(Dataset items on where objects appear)
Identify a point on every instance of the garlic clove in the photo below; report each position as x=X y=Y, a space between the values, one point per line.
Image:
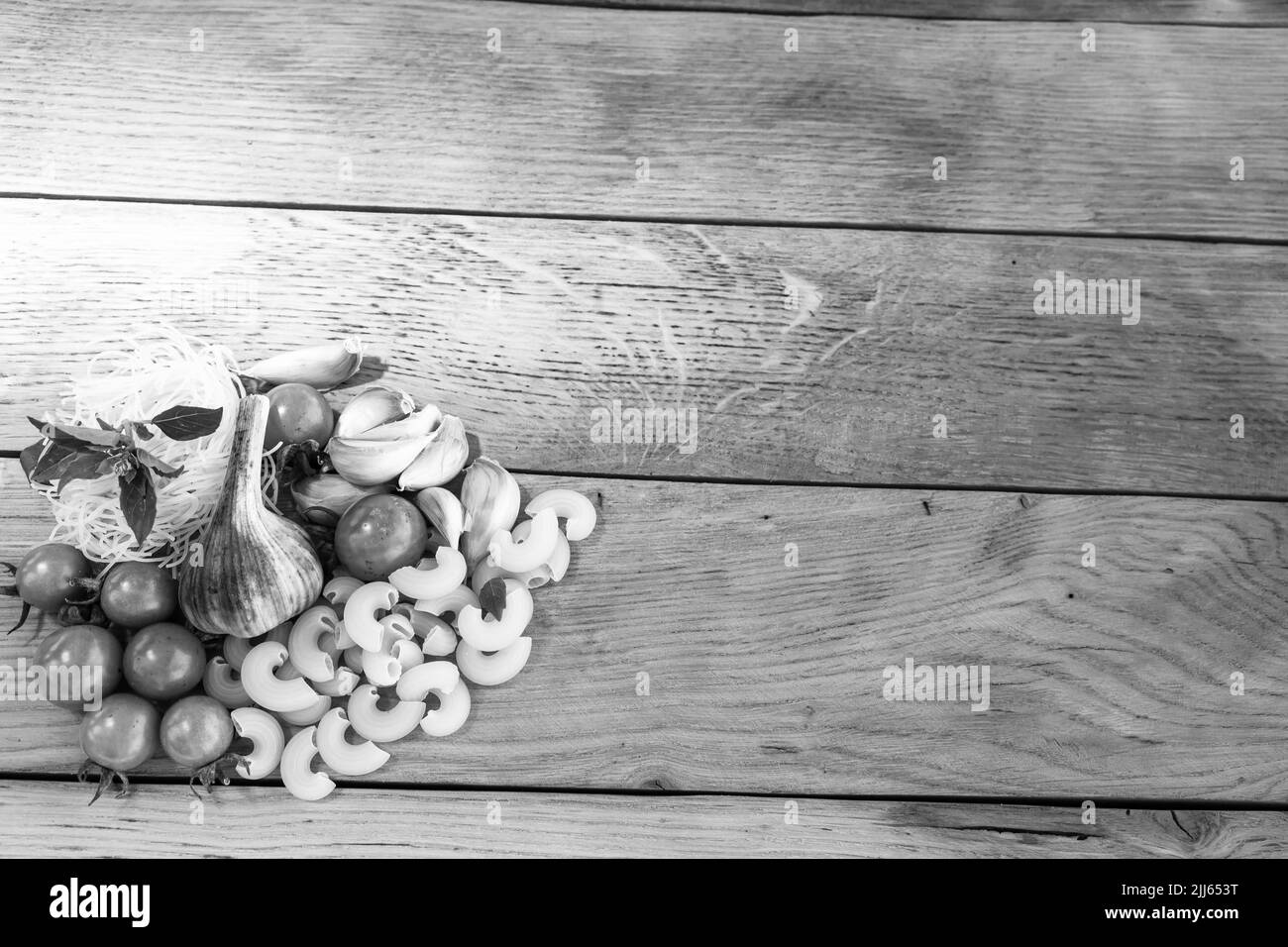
x=445 y=513
x=321 y=367
x=373 y=406
x=441 y=460
x=257 y=570
x=325 y=497
x=489 y=496
x=368 y=463
x=417 y=424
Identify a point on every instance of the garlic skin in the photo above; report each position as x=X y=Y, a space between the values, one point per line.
x=445 y=513
x=369 y=463
x=321 y=496
x=372 y=407
x=321 y=367
x=441 y=460
x=257 y=570
x=490 y=499
x=416 y=424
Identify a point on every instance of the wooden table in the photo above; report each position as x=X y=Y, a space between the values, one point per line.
x=535 y=210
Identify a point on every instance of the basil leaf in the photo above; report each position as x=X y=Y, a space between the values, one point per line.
x=77 y=434
x=183 y=423
x=158 y=466
x=138 y=504
x=82 y=467
x=52 y=462
x=492 y=598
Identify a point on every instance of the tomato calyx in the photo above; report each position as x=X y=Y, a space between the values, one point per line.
x=12 y=591
x=106 y=776
x=219 y=772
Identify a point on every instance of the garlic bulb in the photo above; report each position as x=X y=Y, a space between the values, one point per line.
x=321 y=367
x=490 y=499
x=445 y=513
x=368 y=463
x=372 y=407
x=254 y=569
x=441 y=460
x=323 y=497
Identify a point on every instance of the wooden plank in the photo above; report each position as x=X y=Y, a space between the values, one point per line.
x=404 y=106
x=1106 y=684
x=50 y=819
x=527 y=328
x=1211 y=12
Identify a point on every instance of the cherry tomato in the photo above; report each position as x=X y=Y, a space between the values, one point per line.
x=380 y=534
x=137 y=594
x=163 y=661
x=47 y=575
x=196 y=731
x=80 y=647
x=297 y=412
x=123 y=733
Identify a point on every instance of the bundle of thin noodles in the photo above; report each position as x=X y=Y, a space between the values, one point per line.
x=141 y=375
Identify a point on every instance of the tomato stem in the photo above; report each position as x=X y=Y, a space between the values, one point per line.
x=106 y=776
x=214 y=772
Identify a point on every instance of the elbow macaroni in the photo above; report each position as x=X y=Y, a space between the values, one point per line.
x=267 y=740
x=360 y=613
x=266 y=688
x=297 y=768
x=343 y=757
x=420 y=582
x=443 y=681
x=492 y=634
x=494 y=669
x=571 y=505
x=223 y=686
x=305 y=648
x=519 y=557
x=451 y=603
x=381 y=725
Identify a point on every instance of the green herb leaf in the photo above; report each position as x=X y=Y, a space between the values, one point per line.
x=138 y=504
x=82 y=467
x=183 y=423
x=52 y=462
x=158 y=466
x=77 y=434
x=29 y=458
x=492 y=598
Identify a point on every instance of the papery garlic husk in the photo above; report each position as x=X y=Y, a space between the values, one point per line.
x=373 y=406
x=253 y=569
x=445 y=512
x=368 y=463
x=325 y=497
x=321 y=367
x=417 y=424
x=441 y=460
x=490 y=499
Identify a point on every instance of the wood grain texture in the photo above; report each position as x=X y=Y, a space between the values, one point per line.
x=1218 y=12
x=527 y=328
x=404 y=106
x=51 y=819
x=1106 y=684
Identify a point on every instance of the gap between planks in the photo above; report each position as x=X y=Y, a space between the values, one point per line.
x=681 y=221
x=1125 y=802
x=249 y=821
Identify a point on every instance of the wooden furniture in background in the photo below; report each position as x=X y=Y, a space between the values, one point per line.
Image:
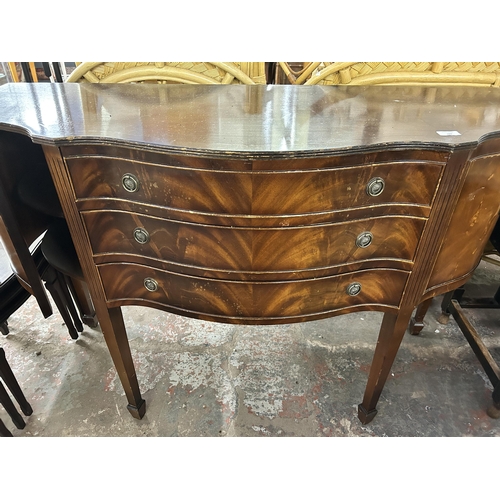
x=396 y=73
x=9 y=379
x=248 y=73
x=28 y=207
x=259 y=205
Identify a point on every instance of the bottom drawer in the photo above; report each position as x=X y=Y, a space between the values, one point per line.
x=252 y=302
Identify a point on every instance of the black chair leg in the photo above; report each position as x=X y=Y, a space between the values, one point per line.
x=494 y=409
x=10 y=381
x=4 y=432
x=83 y=301
x=10 y=408
x=4 y=328
x=68 y=299
x=54 y=287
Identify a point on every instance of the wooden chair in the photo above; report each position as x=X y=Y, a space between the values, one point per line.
x=10 y=381
x=396 y=73
x=248 y=73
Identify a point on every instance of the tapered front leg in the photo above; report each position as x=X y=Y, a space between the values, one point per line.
x=115 y=335
x=417 y=322
x=391 y=333
x=11 y=382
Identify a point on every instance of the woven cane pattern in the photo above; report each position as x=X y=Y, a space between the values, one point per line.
x=248 y=73
x=408 y=73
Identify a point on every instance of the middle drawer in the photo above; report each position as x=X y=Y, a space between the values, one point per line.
x=114 y=234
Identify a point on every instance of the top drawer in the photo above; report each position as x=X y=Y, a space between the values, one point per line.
x=201 y=185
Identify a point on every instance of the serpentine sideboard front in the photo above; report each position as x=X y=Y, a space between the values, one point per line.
x=267 y=204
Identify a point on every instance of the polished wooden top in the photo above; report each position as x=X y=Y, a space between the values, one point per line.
x=278 y=120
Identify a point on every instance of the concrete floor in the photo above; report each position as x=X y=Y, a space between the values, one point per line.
x=206 y=379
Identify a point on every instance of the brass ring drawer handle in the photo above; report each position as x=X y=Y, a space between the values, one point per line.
x=130 y=183
x=150 y=284
x=141 y=235
x=364 y=239
x=354 y=288
x=375 y=186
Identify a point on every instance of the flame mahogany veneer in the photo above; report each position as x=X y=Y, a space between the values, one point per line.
x=267 y=205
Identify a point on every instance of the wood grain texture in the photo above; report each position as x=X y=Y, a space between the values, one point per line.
x=473 y=220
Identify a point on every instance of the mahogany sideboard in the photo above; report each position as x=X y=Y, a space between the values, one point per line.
x=267 y=204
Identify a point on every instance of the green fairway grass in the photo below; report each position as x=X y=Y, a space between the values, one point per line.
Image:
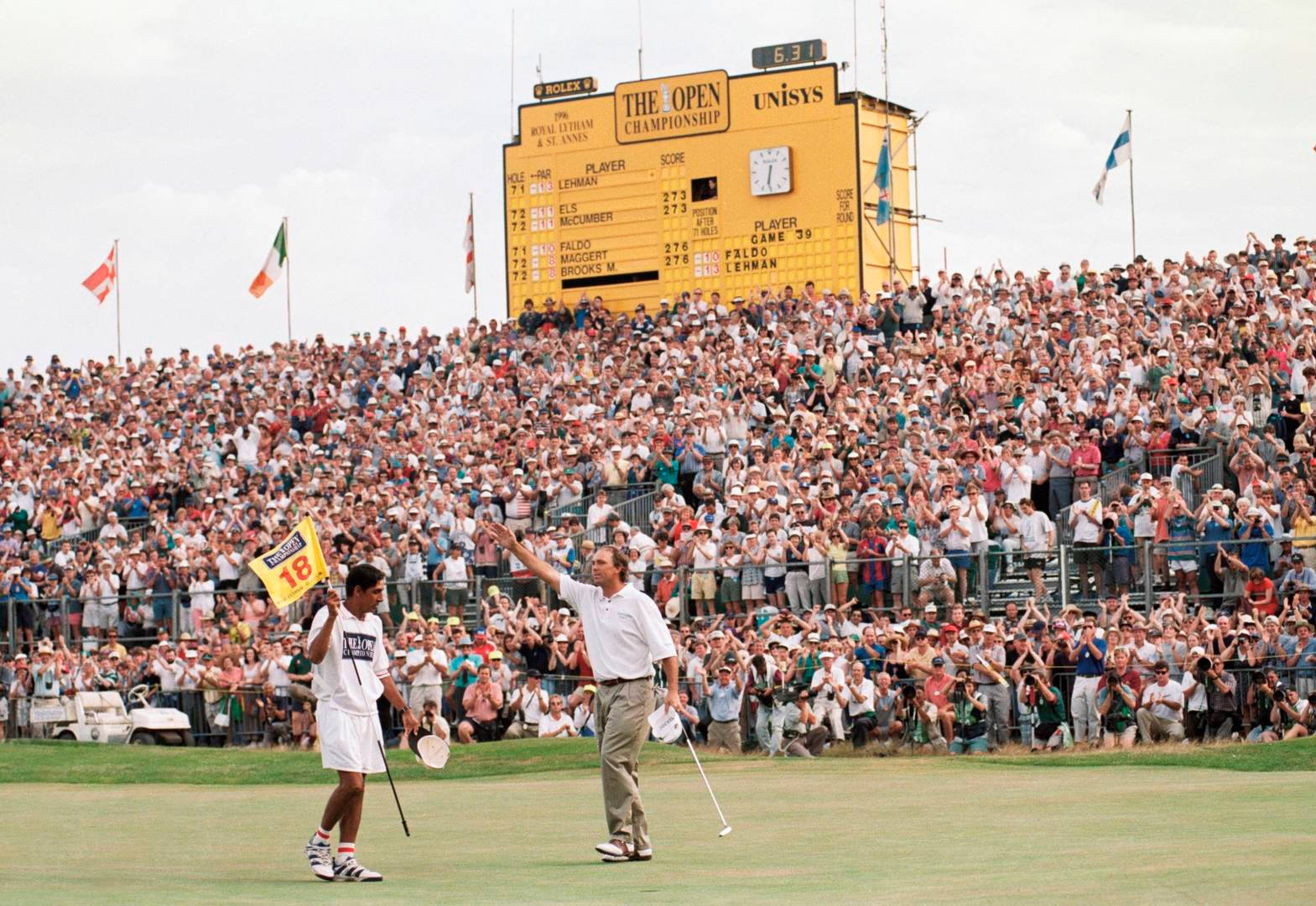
x=861 y=830
x=90 y=763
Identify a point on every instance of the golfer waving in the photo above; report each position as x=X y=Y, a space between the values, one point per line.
x=626 y=635
x=351 y=672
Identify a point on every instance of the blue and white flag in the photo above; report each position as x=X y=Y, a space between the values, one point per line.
x=1121 y=153
x=882 y=180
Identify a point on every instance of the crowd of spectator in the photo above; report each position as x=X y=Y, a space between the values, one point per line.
x=827 y=471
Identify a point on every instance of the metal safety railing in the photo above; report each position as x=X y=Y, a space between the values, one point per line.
x=990 y=577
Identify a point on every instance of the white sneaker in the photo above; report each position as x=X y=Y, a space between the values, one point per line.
x=349 y=869
x=624 y=851
x=321 y=859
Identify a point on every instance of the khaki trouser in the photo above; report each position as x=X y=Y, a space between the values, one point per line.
x=724 y=735
x=622 y=716
x=1154 y=728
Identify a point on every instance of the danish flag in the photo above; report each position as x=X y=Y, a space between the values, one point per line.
x=101 y=279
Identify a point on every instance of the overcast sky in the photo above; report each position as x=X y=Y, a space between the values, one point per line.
x=187 y=131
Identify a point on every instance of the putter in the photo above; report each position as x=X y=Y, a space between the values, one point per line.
x=726 y=829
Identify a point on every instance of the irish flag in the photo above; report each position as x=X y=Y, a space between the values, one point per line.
x=273 y=263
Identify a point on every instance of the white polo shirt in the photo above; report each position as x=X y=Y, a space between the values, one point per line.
x=333 y=681
x=624 y=633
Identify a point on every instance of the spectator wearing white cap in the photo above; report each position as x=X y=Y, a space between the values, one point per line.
x=828 y=695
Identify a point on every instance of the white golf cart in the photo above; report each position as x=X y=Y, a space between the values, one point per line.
x=101 y=718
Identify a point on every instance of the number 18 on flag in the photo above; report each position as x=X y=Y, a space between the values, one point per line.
x=293 y=568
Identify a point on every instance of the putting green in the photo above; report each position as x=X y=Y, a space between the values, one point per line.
x=865 y=830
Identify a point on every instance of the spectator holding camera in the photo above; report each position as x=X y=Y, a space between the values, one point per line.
x=1047 y=707
x=1117 y=695
x=724 y=707
x=923 y=719
x=555 y=722
x=1220 y=688
x=860 y=693
x=970 y=716
x=528 y=706
x=481 y=704
x=803 y=734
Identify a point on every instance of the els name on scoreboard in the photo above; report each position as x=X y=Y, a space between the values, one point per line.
x=735 y=183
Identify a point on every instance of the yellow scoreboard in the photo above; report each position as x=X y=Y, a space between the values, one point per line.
x=728 y=183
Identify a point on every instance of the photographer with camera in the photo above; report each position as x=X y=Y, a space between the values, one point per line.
x=987 y=659
x=1089 y=653
x=1267 y=691
x=766 y=681
x=1045 y=705
x=860 y=693
x=1197 y=684
x=803 y=734
x=1221 y=700
x=969 y=713
x=1161 y=716
x=828 y=688
x=1117 y=702
x=887 y=709
x=1303 y=659
x=1294 y=716
x=922 y=718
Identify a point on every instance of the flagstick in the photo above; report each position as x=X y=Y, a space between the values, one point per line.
x=1133 y=220
x=118 y=324
x=476 y=284
x=287 y=277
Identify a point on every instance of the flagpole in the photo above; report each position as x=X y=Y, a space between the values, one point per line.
x=891 y=182
x=1133 y=220
x=118 y=324
x=287 y=279
x=476 y=284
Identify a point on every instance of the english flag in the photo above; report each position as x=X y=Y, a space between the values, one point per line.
x=101 y=279
x=469 y=244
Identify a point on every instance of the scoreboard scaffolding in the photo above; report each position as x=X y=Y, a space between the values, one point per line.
x=730 y=183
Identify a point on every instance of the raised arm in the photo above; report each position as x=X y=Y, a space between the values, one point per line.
x=507 y=539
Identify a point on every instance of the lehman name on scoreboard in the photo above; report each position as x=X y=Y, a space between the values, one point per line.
x=728 y=183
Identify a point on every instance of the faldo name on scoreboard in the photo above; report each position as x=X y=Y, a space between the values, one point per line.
x=732 y=183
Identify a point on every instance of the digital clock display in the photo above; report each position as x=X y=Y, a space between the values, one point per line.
x=788 y=55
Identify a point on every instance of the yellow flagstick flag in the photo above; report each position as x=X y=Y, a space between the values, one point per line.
x=293 y=568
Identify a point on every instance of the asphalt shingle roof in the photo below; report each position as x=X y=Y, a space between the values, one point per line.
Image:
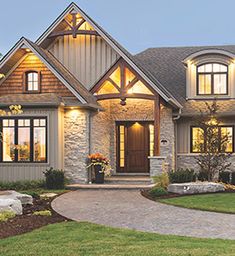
x=166 y=65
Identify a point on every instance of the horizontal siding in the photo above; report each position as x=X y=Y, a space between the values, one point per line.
x=14 y=84
x=87 y=57
x=30 y=171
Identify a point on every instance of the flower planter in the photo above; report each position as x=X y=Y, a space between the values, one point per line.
x=99 y=174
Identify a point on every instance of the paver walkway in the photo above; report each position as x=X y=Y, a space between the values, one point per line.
x=129 y=209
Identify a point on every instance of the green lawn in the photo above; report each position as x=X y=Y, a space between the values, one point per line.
x=71 y=238
x=218 y=202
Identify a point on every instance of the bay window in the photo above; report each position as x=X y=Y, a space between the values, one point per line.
x=23 y=139
x=212 y=79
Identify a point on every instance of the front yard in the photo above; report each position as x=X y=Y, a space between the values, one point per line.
x=71 y=238
x=217 y=202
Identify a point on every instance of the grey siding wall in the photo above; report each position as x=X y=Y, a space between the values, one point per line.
x=30 y=171
x=87 y=57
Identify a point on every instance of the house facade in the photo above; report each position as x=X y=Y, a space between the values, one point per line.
x=83 y=93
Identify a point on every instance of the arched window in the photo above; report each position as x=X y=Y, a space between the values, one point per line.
x=212 y=79
x=32 y=81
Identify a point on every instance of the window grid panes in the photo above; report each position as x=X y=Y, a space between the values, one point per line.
x=24 y=140
x=212 y=79
x=32 y=81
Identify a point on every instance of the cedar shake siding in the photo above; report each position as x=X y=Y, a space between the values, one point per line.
x=14 y=84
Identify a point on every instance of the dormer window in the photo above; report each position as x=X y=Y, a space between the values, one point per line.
x=32 y=82
x=212 y=79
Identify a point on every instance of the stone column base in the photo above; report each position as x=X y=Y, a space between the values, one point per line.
x=158 y=165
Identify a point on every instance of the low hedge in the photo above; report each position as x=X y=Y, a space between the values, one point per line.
x=55 y=179
x=182 y=175
x=224 y=177
x=22 y=185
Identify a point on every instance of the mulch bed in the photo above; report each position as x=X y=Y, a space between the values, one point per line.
x=146 y=193
x=27 y=221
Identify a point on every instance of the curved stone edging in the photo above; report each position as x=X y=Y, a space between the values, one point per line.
x=129 y=209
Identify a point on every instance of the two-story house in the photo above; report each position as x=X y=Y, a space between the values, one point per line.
x=82 y=93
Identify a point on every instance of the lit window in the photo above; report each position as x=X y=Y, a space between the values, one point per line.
x=8 y=140
x=32 y=81
x=198 y=142
x=212 y=79
x=227 y=132
x=24 y=140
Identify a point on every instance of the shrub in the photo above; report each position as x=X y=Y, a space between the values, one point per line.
x=43 y=213
x=161 y=180
x=233 y=178
x=158 y=191
x=22 y=185
x=6 y=215
x=182 y=176
x=55 y=179
x=224 y=177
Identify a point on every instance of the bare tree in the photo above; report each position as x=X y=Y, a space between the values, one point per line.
x=213 y=157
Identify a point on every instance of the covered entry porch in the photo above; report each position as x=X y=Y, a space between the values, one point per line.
x=129 y=129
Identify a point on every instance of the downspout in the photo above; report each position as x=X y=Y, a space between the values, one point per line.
x=176 y=137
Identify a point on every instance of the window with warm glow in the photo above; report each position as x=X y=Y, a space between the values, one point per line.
x=198 y=142
x=23 y=140
x=32 y=81
x=212 y=78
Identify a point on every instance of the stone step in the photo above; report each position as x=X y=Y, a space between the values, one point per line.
x=109 y=186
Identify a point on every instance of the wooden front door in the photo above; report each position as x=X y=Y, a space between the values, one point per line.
x=134 y=140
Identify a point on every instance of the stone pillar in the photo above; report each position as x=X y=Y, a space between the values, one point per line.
x=158 y=165
x=76 y=140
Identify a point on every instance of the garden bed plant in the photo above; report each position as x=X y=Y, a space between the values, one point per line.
x=34 y=216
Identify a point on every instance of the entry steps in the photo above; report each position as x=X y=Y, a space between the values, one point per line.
x=118 y=182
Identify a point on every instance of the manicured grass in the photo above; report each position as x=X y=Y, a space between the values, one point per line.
x=71 y=238
x=218 y=202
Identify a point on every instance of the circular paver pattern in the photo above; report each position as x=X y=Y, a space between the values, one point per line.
x=129 y=209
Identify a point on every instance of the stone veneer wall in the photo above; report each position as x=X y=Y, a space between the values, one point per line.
x=103 y=132
x=76 y=141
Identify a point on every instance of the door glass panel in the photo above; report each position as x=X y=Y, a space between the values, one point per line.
x=122 y=145
x=24 y=140
x=151 y=140
x=8 y=140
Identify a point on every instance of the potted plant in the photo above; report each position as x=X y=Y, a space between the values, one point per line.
x=100 y=165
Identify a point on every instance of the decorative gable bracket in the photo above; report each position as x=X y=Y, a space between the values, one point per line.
x=77 y=26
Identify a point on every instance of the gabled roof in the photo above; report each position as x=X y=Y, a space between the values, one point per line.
x=82 y=94
x=134 y=63
x=166 y=65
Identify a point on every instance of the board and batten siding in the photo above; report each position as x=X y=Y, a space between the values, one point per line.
x=34 y=171
x=86 y=57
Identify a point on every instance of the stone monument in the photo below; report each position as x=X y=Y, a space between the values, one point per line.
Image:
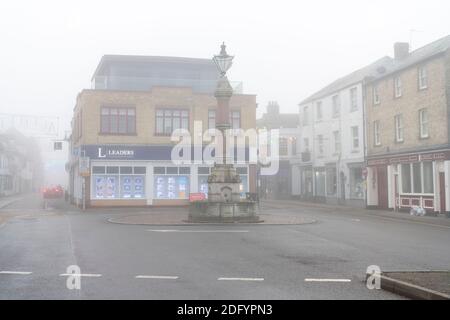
x=224 y=203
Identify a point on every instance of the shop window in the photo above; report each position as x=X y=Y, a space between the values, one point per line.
x=320 y=182
x=171 y=186
x=106 y=187
x=331 y=181
x=99 y=170
x=140 y=170
x=118 y=183
x=185 y=170
x=283 y=147
x=355 y=137
x=172 y=170
x=356 y=183
x=406 y=178
x=353 y=99
x=428 y=177
x=417 y=178
x=112 y=170
x=336 y=106
x=241 y=170
x=118 y=120
x=168 y=120
x=203 y=170
x=159 y=170
x=126 y=170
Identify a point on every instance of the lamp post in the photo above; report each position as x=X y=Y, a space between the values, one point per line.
x=223 y=94
x=223 y=182
x=224 y=203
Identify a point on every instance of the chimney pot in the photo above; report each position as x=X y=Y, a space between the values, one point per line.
x=401 y=50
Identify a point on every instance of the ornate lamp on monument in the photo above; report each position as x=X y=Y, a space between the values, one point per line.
x=224 y=202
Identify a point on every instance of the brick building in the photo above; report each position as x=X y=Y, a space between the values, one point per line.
x=124 y=126
x=408 y=136
x=279 y=186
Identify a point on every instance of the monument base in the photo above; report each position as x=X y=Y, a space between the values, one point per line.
x=223 y=212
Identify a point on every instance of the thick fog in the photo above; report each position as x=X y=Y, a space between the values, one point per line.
x=285 y=50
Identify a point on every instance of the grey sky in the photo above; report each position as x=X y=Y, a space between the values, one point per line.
x=285 y=50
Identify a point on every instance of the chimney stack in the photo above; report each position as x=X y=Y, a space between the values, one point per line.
x=401 y=50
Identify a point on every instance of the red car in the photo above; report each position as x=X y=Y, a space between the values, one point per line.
x=53 y=192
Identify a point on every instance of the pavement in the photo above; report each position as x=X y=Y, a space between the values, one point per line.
x=179 y=216
x=323 y=260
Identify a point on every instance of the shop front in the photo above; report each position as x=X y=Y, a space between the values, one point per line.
x=402 y=182
x=144 y=176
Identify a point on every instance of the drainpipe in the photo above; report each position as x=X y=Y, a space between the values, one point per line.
x=364 y=105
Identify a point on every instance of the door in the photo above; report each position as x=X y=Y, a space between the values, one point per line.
x=397 y=192
x=383 y=201
x=442 y=191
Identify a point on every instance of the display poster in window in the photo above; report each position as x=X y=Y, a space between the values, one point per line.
x=171 y=188
x=182 y=187
x=100 y=187
x=138 y=187
x=126 y=187
x=161 y=189
x=111 y=187
x=203 y=185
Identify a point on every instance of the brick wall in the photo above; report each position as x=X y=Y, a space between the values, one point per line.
x=412 y=100
x=91 y=101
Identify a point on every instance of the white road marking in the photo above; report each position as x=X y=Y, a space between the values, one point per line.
x=91 y=275
x=157 y=277
x=201 y=231
x=240 y=279
x=25 y=273
x=327 y=280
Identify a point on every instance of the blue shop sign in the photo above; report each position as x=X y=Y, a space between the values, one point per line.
x=133 y=152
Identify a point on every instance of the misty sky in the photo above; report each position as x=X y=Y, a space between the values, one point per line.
x=285 y=50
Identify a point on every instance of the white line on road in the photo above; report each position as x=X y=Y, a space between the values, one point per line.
x=327 y=280
x=201 y=231
x=25 y=273
x=157 y=277
x=240 y=279
x=91 y=275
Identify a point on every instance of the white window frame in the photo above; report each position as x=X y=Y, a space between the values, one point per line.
x=319 y=111
x=320 y=144
x=411 y=172
x=422 y=75
x=337 y=142
x=399 y=129
x=424 y=123
x=376 y=95
x=305 y=121
x=398 y=92
x=335 y=100
x=306 y=144
x=376 y=133
x=353 y=99
x=355 y=138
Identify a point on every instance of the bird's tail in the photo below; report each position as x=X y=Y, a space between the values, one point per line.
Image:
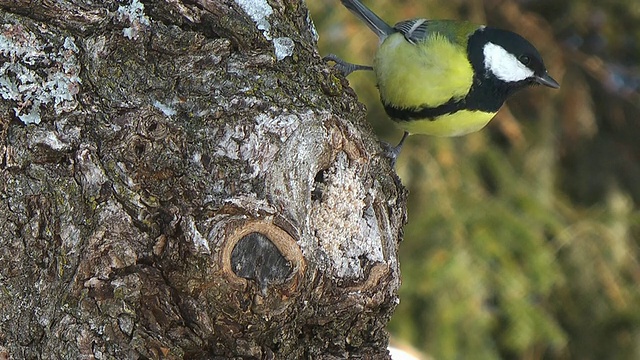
x=381 y=28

Given instruction.
Reproduce the lines above verbatim, starting at the line containing "Identify a point on every instance of the chimney pot" and ending at the line containing "x=224 y=202".

Solution.
Identify a point on every instance of the chimney pot in the photo above; report each position as x=X y=Y, a space between the values, one point per line.
x=401 y=50
Identify a point on every instance of the ornate lamp on monument in the photo above; report each position as x=X y=Y, a space between the values, one point per line.
x=224 y=202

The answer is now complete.